Exercise brief: Can you turn the lines below into a numbered list, starting with the line with "task: segment the rocky outcrop" and going on through the line with "[[[58,75],[58,72],[49,59],[44,59],[28,70],[25,75]]]", with blank lines left out?
──────────────────────────────
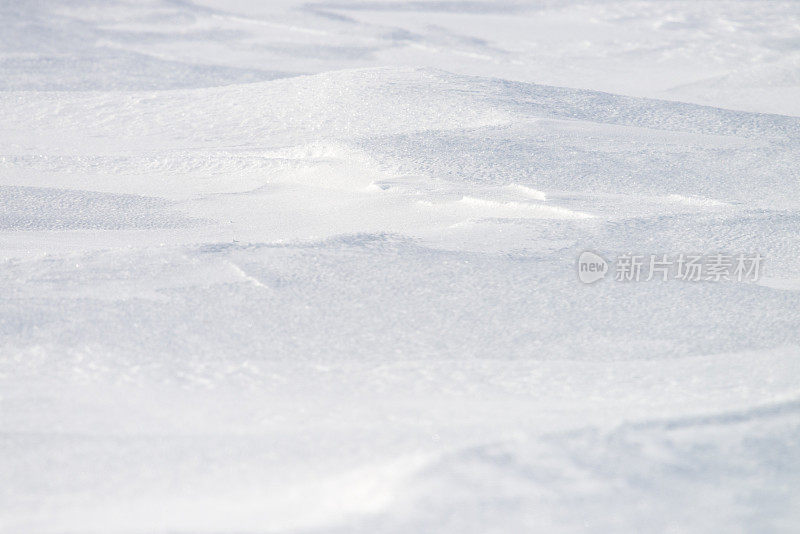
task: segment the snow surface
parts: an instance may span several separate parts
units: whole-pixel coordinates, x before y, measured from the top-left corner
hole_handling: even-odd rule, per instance
[[[0,531],[797,532],[798,20],[1,3]]]

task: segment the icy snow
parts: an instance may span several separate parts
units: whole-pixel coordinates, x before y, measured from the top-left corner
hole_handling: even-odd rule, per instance
[[[0,5],[0,532],[796,531],[798,6]]]

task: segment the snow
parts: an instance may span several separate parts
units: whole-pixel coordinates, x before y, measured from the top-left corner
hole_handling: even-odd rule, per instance
[[[0,6],[0,532],[796,531],[798,6]]]

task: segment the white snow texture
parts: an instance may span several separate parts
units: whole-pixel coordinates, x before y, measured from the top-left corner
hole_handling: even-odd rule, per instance
[[[0,532],[800,532],[799,168],[800,2],[0,1]]]

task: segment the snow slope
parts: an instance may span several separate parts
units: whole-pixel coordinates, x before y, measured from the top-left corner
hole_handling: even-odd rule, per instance
[[[795,11],[0,6],[0,531],[795,531]]]

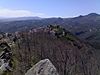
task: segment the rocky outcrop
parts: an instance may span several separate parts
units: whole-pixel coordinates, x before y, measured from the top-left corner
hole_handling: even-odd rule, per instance
[[[58,75],[58,73],[50,60],[44,59],[28,70],[25,75]]]

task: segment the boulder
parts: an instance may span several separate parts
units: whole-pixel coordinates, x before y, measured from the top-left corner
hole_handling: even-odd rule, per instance
[[[58,75],[58,72],[49,59],[44,59],[28,70],[25,75]]]

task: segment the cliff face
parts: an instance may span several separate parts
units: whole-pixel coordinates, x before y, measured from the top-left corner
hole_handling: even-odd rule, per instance
[[[44,59],[34,65],[25,75],[58,75],[50,60]]]
[[[22,32],[14,53],[17,65],[15,75],[24,75],[41,59],[49,59],[59,75],[99,75],[94,50],[71,33],[57,37],[44,30]]]

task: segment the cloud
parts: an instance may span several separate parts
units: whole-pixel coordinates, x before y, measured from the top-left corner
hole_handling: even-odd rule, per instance
[[[0,17],[29,17],[29,16],[39,16],[44,17],[43,13],[34,13],[29,10],[12,10],[0,8]]]

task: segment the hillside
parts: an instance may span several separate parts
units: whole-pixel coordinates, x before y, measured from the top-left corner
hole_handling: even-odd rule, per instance
[[[49,59],[60,75],[99,75],[94,49],[59,26],[16,34],[12,46],[16,68],[12,75],[24,75],[34,64]]]
[[[94,40],[94,37],[99,35],[96,33],[100,31],[100,15],[96,13],[90,13],[88,15],[80,15],[73,18],[13,18],[7,20],[0,20],[0,30],[3,32],[16,32],[24,31],[25,29],[32,29],[32,27],[46,27],[47,25],[61,25],[66,28],[80,39],[89,42],[94,45],[91,40],[96,44],[100,44],[99,40]],[[94,36],[95,35],[95,36]],[[91,39],[91,40],[88,40]],[[97,42],[98,41],[98,42]],[[98,45],[100,46],[100,45]],[[96,49],[100,49],[94,46]]]

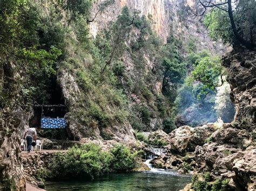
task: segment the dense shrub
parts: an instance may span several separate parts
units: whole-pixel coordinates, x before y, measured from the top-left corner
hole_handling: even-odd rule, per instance
[[[53,179],[93,177],[112,171],[125,171],[134,167],[137,154],[123,145],[115,145],[109,152],[92,143],[75,146],[65,153],[53,154],[48,163],[45,176]]]
[[[125,146],[118,144],[110,150],[114,158],[112,161],[112,167],[117,171],[125,171],[135,167],[135,157],[138,153],[131,153],[131,151]]]

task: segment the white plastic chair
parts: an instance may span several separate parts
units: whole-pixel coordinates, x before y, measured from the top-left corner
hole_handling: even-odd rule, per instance
[[[21,146],[23,147],[23,151],[26,151],[26,145],[24,139],[21,139]]]
[[[37,140],[36,142],[35,150],[37,151],[37,148],[39,147],[40,151],[43,149],[43,146],[41,144],[41,141],[40,140]]]

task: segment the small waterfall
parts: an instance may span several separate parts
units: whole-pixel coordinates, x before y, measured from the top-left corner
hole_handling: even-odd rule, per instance
[[[155,154],[158,156],[160,156],[163,154],[163,152],[164,151],[164,150],[161,148],[150,148],[150,150],[152,153]],[[156,157],[156,157],[153,154],[148,155],[147,157],[148,159],[146,160],[144,164],[145,164],[149,167],[149,168],[150,168],[150,171],[149,172],[152,173],[163,173],[163,172],[164,171],[164,169],[153,168],[152,164],[150,164],[150,161]]]

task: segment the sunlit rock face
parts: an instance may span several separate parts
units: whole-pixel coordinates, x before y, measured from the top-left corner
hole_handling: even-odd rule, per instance
[[[224,58],[235,106],[234,120],[241,129],[255,129],[256,122],[256,54],[233,51]]]
[[[105,0],[96,0],[92,9],[93,18],[98,10],[100,3]],[[191,22],[186,19],[186,6],[192,6],[194,0],[116,0],[112,6],[100,12],[95,21],[90,23],[91,33],[96,37],[102,29],[114,21],[120,13],[122,8],[127,5],[133,10],[140,11],[152,20],[154,31],[166,42],[171,30],[175,36],[186,42],[194,40],[198,51],[208,49],[213,53],[224,52],[225,47],[218,42],[213,42],[208,37],[205,29],[199,22]]]

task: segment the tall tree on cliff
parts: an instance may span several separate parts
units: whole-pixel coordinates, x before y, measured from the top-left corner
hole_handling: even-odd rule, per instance
[[[224,43],[240,44],[256,50],[255,1],[199,0],[188,10],[193,19],[201,21],[204,18],[204,23],[213,38],[219,37]]]

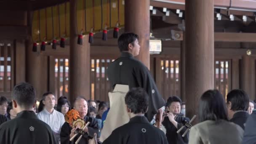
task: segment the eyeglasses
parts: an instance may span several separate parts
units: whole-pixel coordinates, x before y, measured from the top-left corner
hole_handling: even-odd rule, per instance
[[[69,108],[70,107],[68,105],[62,105],[61,107],[65,107]]]

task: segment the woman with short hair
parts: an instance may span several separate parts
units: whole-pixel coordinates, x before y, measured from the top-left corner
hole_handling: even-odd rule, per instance
[[[198,112],[200,123],[191,128],[189,144],[241,143],[243,131],[228,121],[224,97],[218,90],[209,90],[202,95]]]

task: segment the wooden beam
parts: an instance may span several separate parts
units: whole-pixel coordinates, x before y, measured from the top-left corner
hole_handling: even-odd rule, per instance
[[[230,2],[230,0],[215,0],[214,7],[229,8]],[[150,5],[157,7],[184,10],[185,0],[151,0]],[[255,10],[256,2],[252,0],[232,0],[231,6],[231,10]]]
[[[183,34],[182,31],[176,32]],[[171,35],[171,32],[170,32]],[[230,42],[256,42],[256,33],[214,32],[214,41]],[[183,40],[183,37],[180,40]]]
[[[215,41],[256,42],[255,37],[255,33],[214,33]]]

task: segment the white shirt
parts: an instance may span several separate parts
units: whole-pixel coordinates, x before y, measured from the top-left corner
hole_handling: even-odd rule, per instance
[[[62,113],[53,109],[53,112],[50,113],[45,108],[42,112],[37,115],[40,120],[46,123],[54,132],[60,133],[62,125],[65,123],[65,118]]]

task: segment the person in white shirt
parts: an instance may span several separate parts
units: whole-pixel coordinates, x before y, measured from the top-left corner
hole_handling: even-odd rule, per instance
[[[61,129],[65,123],[64,116],[54,109],[55,96],[53,93],[48,92],[44,93],[42,100],[45,107],[42,112],[37,114],[37,117],[50,126],[57,140],[60,141]]]

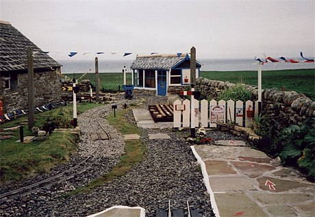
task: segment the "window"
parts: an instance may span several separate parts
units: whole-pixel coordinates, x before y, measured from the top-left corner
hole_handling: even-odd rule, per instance
[[[154,70],[146,70],[144,71],[145,88],[155,88],[155,71]]]
[[[171,84],[181,84],[181,71],[173,69],[171,71]]]
[[[17,75],[8,75],[4,77],[5,90],[16,90],[18,89]]]

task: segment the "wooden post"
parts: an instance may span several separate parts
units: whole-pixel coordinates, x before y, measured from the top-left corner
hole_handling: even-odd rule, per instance
[[[33,49],[27,47],[27,101],[29,107],[28,127],[32,129],[34,125],[34,73],[33,66]]]
[[[192,47],[190,49],[190,83],[196,82],[196,49]]]
[[[194,83],[196,80],[196,49],[192,47],[190,49],[190,86],[191,91],[194,91]],[[190,137],[196,137],[194,123],[194,96],[191,95],[190,101]]]
[[[96,88],[95,88],[95,95],[97,102],[99,101],[99,59],[95,58],[95,82],[96,82]]]

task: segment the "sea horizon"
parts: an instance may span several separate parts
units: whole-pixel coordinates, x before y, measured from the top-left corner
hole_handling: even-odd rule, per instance
[[[290,69],[314,69],[315,64],[303,62],[267,62],[262,66],[262,71],[277,71]],[[95,72],[94,60],[57,60],[62,66],[62,74],[85,73]],[[124,66],[131,72],[130,66],[134,60],[99,60],[99,73],[121,73]],[[235,58],[235,59],[200,59],[197,61],[201,64],[201,71],[257,71],[258,62],[253,58]]]

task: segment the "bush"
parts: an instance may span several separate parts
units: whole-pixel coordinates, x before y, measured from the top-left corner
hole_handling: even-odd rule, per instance
[[[315,171],[315,118],[310,118],[301,127],[292,125],[279,133],[278,143],[284,147],[279,154],[284,165],[298,166],[314,181]]]
[[[71,128],[73,120],[72,110],[62,107],[51,114],[42,125],[42,129],[52,132],[56,128]]]

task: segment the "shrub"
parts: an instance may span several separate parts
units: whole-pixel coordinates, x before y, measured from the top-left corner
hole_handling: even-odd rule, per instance
[[[301,127],[292,125],[279,133],[279,143],[284,147],[279,154],[284,165],[298,166],[314,179],[315,118],[303,122]]]

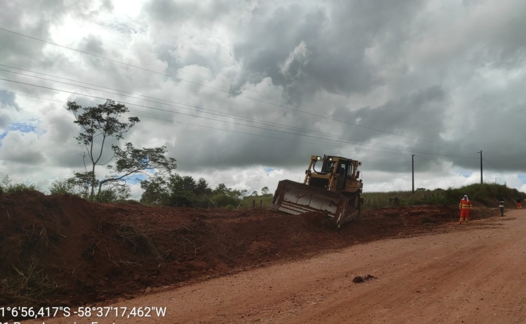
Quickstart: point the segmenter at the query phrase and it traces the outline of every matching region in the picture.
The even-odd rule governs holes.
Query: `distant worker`
[[[468,195],[464,195],[464,198],[460,201],[459,204],[459,210],[460,211],[460,220],[459,224],[462,224],[462,220],[465,220],[466,225],[468,225],[468,218],[469,218],[469,210],[471,209],[473,206],[471,202],[469,201]]]
[[[501,217],[504,216],[504,198],[502,197],[499,200],[499,209],[500,210]]]

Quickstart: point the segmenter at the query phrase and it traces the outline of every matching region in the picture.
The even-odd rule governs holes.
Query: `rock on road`
[[[166,307],[164,317],[24,322],[526,323],[526,210],[448,224],[167,289],[111,305]],[[356,276],[372,278],[355,283]]]

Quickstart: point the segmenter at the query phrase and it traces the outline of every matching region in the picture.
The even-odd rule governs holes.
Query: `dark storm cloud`
[[[407,33],[418,2],[341,1],[321,7],[303,3],[260,4],[242,22],[236,37],[235,57],[247,76],[268,75],[297,97],[324,89],[350,95],[370,90],[382,80],[367,56],[381,41],[396,55]],[[272,5],[276,4],[272,4]],[[292,78],[282,75],[278,64],[302,42],[308,56],[302,71]]]
[[[90,34],[83,37],[79,49],[92,54],[104,56],[102,40],[98,36]]]
[[[443,130],[444,113],[448,107],[447,98],[443,89],[436,86],[389,100],[377,107],[363,107],[351,113],[346,113],[340,110],[335,117],[344,119],[350,116],[352,118],[350,122],[362,126],[406,136],[439,140],[440,133]],[[371,138],[386,135],[382,132],[375,132],[374,134],[369,132]]]

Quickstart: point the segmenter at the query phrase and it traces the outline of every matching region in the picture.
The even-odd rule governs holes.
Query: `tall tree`
[[[84,156],[85,158],[87,156],[90,165],[89,170],[86,166],[84,173],[76,173],[75,177],[88,186],[91,200],[100,197],[105,186],[111,185],[122,190],[126,185],[126,181],[133,174],[152,169],[169,172],[176,168],[175,159],[165,156],[167,149],[164,146],[139,149],[134,148],[131,143],[127,143],[125,149],[123,150],[114,144],[111,158],[102,160],[105,146],[108,142],[124,139],[124,134],[140,121],[137,117],[128,118],[127,122],[120,121],[122,114],[128,111],[124,104],[108,99],[102,104],[83,107],[74,101],[68,101],[67,109],[75,116],[74,122],[83,129],[75,139],[85,147]],[[108,165],[112,170],[111,175],[99,179],[95,172],[96,166],[107,164],[116,157],[115,166]]]

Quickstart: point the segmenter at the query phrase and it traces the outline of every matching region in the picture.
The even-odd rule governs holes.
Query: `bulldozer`
[[[317,171],[316,167],[321,169]],[[321,165],[319,165],[319,164]],[[303,183],[282,180],[271,208],[292,215],[324,212],[338,227],[360,215],[363,200],[358,166],[361,162],[340,156],[312,155]]]

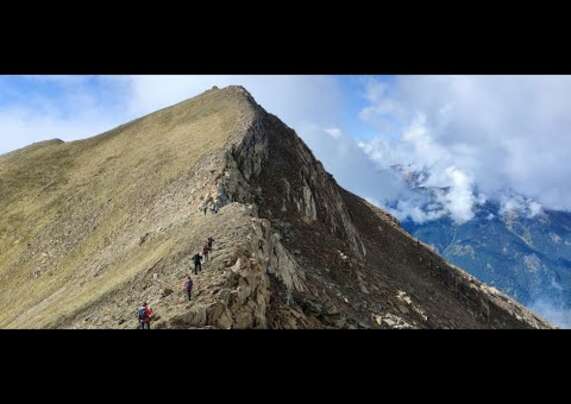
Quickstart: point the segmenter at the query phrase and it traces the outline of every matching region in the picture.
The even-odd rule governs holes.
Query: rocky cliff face
[[[31,161],[50,169],[29,181]],[[132,328],[143,300],[157,328],[549,327],[339,187],[241,87],[0,170],[2,327]]]

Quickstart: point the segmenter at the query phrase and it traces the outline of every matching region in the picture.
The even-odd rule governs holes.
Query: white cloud
[[[329,129],[324,129],[324,131],[333,139],[338,139],[343,135],[343,132],[341,132],[341,129],[339,128],[329,128]]]
[[[539,299],[529,308],[559,328],[571,328],[571,310],[548,299]]]
[[[497,198],[513,189],[540,206],[571,209],[571,76],[403,76],[369,83],[361,119],[379,135],[362,144],[384,163],[448,175],[457,216],[469,217],[466,187]],[[451,206],[452,207],[452,206]]]

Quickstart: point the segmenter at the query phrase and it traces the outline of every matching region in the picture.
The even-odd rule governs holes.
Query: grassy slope
[[[214,90],[94,138],[0,156],[0,327],[49,326],[172,248],[166,238],[153,249],[119,252],[84,282],[91,257],[136,228],[146,204],[222,147],[249,108]]]

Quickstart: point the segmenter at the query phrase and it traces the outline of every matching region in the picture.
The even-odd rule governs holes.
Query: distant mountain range
[[[422,187],[424,172],[394,168],[429,201],[446,192]],[[481,281],[559,326],[571,327],[571,213],[542,210],[529,215],[488,200],[462,224],[446,216],[423,223],[407,219],[402,226]]]

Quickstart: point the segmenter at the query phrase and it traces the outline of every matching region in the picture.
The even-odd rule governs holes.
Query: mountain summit
[[[1,328],[548,328],[341,188],[242,87],[0,156]],[[213,250],[183,284],[208,237]]]

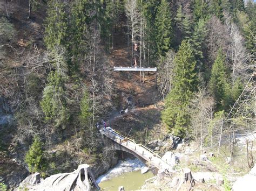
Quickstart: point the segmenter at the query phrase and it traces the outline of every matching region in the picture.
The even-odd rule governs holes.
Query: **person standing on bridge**
[[[99,130],[99,123],[98,123],[98,122],[97,122],[97,123],[96,123],[96,128],[97,128],[97,129]]]
[[[104,131],[106,131],[106,122],[104,120],[104,119],[102,119],[102,124],[103,124],[103,130]]]

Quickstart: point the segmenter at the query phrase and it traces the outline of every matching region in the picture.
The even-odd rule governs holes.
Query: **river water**
[[[151,172],[142,174],[140,169],[145,165],[139,159],[119,160],[117,165],[96,180],[99,187],[105,190],[118,190],[123,186],[126,190],[140,189],[145,181],[154,176]]]

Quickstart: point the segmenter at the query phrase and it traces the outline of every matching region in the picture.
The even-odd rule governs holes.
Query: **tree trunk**
[[[32,0],[29,0],[29,16],[28,17],[28,19],[29,19],[31,17],[31,10],[32,10],[31,1]]]
[[[8,0],[5,0],[5,12],[6,14],[7,18],[9,19],[10,18],[10,15],[9,15],[8,11]]]
[[[220,143],[221,142],[221,137],[222,137],[222,132],[223,130],[223,119],[221,121],[221,128],[220,129],[220,139],[219,140],[219,146],[218,148],[218,153],[217,153],[217,158],[219,156],[219,152],[220,152]]]

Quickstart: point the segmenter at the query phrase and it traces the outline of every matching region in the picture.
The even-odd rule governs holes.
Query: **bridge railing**
[[[118,135],[119,136],[123,137],[124,139],[128,139],[129,140],[132,142],[132,143],[133,143],[135,144],[136,145],[138,145],[138,146],[140,146],[143,147],[144,148],[146,149],[147,151],[149,151],[149,152],[150,152],[151,153],[152,153],[152,154],[153,154],[154,157],[156,157],[158,158],[159,159],[160,159],[161,160],[162,160],[163,161],[164,161],[164,160],[162,159],[162,158],[161,158],[161,157],[160,157],[158,154],[155,153],[154,153],[153,151],[152,151],[150,148],[147,148],[146,146],[143,145],[141,143],[140,143],[140,144],[137,144],[137,143],[136,143],[136,142],[134,140],[131,139],[130,139],[130,138],[128,138],[128,137],[127,137],[124,136],[123,135],[121,135],[120,133],[118,133],[118,132],[114,130],[113,130],[113,131],[115,133]],[[110,132],[109,132],[109,131],[108,132],[109,133]],[[111,132],[111,133],[112,133],[112,132]],[[114,135],[113,133],[112,133],[112,134]],[[118,138],[119,139],[120,139],[119,137],[117,137],[117,138]],[[122,140],[122,139],[121,139],[121,140]]]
──────────────────────────────
Finished answer:
1. task: segment the rocky outcrop
2. parts: an instance may span several separate parts
3. units: whole-pixel coordinates, x before y, measured from the top-left corner
4. hole_handling: even-odd rule, per instance
5. [[[58,75],[58,73],[50,60],[44,59],[28,70],[25,75]]]
6. task: segment the boulder
7. parts: an instance may span several separate parts
8. units: whole-pixel coordinates, x before y, measured from the top-left corner
9. hole_handling: even-odd rule, per instance
10. [[[58,75],[58,72],[49,59],[44,59],[28,70],[25,75]]]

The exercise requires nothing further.